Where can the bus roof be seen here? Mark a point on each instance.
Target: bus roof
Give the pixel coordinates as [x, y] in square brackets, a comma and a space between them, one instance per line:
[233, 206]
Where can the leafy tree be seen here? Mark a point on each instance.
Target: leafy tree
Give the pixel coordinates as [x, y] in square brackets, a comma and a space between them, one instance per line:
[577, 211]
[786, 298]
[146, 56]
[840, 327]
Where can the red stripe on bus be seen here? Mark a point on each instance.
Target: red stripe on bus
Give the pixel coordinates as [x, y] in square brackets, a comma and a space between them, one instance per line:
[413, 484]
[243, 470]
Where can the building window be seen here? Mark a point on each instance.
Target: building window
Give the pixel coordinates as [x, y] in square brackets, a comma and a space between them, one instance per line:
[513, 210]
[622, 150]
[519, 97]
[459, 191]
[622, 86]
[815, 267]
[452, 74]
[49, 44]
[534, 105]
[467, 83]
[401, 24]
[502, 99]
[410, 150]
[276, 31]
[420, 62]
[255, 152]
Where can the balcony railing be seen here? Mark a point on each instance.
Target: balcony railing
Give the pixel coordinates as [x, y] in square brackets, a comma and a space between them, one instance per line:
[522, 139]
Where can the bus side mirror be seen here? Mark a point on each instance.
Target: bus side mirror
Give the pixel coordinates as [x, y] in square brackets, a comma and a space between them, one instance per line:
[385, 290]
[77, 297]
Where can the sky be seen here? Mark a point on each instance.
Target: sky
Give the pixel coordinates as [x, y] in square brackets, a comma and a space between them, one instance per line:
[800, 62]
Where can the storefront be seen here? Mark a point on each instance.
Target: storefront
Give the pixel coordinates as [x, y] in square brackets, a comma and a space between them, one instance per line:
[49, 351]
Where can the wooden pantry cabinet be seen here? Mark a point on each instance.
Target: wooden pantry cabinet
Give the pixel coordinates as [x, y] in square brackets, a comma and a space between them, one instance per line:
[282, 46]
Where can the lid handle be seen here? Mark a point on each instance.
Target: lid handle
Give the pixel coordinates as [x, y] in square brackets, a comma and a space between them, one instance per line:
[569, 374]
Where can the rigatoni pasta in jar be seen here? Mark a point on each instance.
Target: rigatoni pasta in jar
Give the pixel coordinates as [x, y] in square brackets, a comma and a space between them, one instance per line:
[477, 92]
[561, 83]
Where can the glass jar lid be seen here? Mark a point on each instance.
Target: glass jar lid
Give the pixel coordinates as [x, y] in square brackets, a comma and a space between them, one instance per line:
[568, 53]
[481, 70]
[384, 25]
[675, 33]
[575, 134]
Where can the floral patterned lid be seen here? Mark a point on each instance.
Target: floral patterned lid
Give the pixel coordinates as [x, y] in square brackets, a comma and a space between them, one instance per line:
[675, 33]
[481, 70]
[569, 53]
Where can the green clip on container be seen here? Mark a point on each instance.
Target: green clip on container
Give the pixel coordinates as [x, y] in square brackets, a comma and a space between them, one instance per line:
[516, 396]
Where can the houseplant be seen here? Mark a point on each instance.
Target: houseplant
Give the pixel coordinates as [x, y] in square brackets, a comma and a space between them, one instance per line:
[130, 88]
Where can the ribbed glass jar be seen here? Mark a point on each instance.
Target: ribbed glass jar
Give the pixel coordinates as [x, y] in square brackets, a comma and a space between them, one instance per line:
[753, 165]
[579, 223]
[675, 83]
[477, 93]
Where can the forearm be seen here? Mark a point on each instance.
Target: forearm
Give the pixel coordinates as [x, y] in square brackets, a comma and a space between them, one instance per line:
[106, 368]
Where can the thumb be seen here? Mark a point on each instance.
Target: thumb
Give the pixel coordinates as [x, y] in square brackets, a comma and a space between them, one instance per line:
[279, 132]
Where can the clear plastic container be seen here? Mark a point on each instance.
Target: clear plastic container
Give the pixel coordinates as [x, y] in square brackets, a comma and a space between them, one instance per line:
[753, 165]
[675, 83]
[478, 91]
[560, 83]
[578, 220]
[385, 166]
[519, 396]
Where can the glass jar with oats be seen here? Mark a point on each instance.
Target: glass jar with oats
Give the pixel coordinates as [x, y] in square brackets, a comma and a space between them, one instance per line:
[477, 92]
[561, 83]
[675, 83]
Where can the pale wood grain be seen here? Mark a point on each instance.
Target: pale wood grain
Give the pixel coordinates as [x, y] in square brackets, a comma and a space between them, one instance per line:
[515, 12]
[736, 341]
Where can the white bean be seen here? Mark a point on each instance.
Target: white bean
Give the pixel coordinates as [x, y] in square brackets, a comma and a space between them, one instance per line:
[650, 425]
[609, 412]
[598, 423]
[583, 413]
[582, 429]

What you will do -> Which lines in the data above contain "stripe"? Show each one.

Reply to the exercise ->
Where can the red stripe on bus be seen here? Mark a point on each instance.
Target: red stripe on bus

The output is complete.